Task description:
Reproduce exactly the final portion of the data: every line from the one containing "Exercise. Point to the stone parapet" through the last line, inclusive.

Material provided:
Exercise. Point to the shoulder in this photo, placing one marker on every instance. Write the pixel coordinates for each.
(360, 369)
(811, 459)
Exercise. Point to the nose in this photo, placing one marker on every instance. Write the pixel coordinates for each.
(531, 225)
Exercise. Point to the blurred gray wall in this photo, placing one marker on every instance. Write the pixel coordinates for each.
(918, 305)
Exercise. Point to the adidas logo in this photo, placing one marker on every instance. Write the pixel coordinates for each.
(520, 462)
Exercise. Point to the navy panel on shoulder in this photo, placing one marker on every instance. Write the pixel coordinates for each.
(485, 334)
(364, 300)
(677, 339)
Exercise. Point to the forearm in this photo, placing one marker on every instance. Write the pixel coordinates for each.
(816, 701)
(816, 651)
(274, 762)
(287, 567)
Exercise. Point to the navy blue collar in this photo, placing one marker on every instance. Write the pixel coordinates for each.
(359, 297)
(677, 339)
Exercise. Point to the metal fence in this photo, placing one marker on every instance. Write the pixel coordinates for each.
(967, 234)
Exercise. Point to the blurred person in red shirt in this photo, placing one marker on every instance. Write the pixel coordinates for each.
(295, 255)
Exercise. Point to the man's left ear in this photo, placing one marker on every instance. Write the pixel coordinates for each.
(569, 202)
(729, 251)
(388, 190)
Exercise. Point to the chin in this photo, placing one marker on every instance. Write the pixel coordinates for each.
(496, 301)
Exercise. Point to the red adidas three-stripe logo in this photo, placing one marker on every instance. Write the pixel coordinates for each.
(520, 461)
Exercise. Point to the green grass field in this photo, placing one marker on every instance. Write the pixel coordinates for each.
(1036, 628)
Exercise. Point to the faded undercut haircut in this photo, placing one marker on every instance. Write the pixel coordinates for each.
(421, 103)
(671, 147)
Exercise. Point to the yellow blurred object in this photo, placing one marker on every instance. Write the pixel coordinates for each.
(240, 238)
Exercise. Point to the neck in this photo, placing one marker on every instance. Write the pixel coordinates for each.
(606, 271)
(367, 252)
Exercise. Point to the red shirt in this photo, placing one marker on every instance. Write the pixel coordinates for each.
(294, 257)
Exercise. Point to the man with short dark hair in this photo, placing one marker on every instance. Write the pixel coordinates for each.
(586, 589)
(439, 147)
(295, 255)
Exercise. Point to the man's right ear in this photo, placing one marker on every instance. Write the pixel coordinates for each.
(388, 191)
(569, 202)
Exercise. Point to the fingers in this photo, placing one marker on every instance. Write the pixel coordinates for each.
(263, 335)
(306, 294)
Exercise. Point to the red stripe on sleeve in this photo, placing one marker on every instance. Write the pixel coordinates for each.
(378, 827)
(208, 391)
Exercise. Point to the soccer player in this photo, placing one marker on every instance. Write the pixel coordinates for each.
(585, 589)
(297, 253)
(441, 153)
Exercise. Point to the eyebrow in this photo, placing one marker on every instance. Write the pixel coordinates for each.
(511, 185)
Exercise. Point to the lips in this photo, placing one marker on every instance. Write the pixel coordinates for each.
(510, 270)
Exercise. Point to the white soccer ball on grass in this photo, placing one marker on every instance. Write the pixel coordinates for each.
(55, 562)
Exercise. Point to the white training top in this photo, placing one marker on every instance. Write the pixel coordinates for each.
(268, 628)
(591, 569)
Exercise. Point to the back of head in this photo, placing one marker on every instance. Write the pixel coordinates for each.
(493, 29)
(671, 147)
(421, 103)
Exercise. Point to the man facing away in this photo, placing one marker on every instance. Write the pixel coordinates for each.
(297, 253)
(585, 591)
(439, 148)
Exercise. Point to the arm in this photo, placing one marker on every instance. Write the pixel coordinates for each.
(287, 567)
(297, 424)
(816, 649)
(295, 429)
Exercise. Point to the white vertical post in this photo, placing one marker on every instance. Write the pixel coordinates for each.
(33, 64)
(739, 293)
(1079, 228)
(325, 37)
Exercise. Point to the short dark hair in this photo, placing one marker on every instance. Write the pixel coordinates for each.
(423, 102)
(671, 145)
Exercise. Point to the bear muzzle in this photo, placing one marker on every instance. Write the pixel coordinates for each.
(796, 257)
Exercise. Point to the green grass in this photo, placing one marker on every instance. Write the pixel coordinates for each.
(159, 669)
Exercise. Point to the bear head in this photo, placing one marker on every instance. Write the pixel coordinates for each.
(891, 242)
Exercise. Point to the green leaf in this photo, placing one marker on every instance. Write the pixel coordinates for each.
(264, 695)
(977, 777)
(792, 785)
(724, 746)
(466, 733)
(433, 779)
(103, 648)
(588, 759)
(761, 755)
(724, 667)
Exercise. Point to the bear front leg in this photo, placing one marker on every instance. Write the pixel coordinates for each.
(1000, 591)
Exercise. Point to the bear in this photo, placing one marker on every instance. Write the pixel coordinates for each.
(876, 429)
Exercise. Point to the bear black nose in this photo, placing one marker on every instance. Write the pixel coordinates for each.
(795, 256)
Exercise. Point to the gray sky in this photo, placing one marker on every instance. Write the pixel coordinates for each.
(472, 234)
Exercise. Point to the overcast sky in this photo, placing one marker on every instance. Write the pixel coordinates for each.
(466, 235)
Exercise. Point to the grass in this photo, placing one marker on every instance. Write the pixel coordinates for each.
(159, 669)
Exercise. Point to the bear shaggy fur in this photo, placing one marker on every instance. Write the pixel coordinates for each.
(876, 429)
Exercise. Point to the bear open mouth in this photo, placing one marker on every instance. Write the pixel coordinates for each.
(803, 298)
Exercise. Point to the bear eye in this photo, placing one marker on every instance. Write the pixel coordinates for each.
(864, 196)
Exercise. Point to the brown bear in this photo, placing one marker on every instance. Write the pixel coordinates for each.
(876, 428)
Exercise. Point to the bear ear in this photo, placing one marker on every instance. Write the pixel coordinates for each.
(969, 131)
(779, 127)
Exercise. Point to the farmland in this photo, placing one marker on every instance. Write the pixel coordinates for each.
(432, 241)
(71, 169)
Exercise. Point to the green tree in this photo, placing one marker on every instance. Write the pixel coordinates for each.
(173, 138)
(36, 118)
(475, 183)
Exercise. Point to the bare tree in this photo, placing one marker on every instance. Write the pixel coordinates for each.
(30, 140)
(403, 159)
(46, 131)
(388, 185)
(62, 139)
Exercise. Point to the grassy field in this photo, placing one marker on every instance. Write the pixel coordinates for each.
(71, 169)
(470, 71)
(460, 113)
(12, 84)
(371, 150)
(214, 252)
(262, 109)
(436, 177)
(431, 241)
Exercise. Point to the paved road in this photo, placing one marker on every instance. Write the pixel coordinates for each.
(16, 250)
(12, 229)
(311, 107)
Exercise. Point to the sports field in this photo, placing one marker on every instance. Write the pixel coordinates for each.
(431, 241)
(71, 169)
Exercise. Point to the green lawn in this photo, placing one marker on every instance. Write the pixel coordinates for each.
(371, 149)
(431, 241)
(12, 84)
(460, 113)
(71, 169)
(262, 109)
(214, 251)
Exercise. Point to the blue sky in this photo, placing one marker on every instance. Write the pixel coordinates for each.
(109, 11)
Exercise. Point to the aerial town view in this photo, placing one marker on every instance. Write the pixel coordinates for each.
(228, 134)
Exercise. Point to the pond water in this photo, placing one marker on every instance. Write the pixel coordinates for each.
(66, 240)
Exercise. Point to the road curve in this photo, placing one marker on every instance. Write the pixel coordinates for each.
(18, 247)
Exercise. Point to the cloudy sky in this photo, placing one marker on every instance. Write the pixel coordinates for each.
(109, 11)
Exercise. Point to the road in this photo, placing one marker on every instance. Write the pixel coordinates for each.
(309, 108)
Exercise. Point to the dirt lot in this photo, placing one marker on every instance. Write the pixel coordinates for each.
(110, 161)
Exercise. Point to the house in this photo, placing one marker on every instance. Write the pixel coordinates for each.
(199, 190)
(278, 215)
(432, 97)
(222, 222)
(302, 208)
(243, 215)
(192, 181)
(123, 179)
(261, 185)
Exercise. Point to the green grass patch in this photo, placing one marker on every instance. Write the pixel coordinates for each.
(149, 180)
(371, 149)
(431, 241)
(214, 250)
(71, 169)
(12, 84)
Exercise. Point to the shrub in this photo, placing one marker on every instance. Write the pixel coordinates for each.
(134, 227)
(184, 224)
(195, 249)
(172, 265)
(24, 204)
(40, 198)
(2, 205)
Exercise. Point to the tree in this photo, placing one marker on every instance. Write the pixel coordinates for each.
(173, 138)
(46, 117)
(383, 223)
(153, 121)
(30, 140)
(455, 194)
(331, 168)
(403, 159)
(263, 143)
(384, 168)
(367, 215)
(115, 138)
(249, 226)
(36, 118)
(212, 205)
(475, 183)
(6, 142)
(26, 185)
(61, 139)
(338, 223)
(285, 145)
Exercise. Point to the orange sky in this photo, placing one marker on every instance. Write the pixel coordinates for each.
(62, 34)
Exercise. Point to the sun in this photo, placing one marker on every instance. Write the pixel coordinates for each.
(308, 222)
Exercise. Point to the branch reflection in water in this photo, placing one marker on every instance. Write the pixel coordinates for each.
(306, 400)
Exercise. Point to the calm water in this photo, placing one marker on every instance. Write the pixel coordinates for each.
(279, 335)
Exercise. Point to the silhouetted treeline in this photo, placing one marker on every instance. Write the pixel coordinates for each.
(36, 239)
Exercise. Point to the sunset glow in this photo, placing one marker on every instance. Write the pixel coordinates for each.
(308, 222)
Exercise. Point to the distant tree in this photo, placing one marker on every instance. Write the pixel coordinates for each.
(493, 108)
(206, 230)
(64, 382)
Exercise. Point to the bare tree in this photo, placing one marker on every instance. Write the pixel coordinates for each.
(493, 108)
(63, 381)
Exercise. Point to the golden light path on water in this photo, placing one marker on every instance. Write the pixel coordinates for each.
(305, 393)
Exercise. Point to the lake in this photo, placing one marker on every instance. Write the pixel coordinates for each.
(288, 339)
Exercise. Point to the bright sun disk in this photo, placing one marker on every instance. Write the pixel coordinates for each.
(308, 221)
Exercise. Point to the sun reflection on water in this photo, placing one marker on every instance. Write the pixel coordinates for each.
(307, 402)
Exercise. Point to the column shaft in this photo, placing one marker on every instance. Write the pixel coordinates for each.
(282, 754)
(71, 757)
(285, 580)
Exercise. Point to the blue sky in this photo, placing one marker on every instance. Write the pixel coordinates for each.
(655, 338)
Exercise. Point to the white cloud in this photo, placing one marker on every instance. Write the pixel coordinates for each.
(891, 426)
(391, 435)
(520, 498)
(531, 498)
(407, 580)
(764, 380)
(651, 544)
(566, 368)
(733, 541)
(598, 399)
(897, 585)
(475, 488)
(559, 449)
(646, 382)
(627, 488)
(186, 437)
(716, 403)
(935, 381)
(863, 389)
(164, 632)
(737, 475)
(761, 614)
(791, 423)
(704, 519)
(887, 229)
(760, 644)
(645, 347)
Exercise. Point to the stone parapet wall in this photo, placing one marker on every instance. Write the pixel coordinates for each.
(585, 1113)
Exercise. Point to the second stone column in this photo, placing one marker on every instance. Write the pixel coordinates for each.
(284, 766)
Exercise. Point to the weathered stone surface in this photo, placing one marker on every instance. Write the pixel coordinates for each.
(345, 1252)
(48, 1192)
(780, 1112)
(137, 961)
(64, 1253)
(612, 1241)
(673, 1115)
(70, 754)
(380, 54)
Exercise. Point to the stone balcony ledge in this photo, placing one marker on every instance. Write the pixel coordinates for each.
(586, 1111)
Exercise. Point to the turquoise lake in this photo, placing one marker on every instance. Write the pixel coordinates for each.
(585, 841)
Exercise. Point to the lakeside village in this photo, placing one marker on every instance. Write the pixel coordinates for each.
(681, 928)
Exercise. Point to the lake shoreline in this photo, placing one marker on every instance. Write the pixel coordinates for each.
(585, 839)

Completed exercise:
Exercise. Point to the stone parapet wall in this photo, placing one marker on every instance. Write the pixel coordinates for each.
(585, 1113)
Exercise. Point to the second stone column in this photo, placing one marker on every instance. Write the pixel coordinates for each.
(284, 766)
Exercise. Point to the weathered stone surface in this photo, placing one marker on every instance. Write the pixel coordinates for each.
(345, 1252)
(48, 1192)
(780, 1112)
(137, 961)
(64, 1253)
(612, 1241)
(673, 1115)
(70, 754)
(380, 54)
Exercise. Point to the stone balcony ledge in this photo, placing one marker on every instance. Write the pixel coordinates for each.
(586, 1111)
Exercise. Point to the turquoise lake in this photo, placing one marker on every instance. Write the pixel coordinates for each.
(585, 841)
Exercise. Point to the lakeside village in this photo, placing one marker on every instance. Write the pixel coordinates for each.
(681, 928)
Exercise. Point to the lake shoreline in this photo, placing one marker on every instance. Write the pixel coordinates for each.
(585, 839)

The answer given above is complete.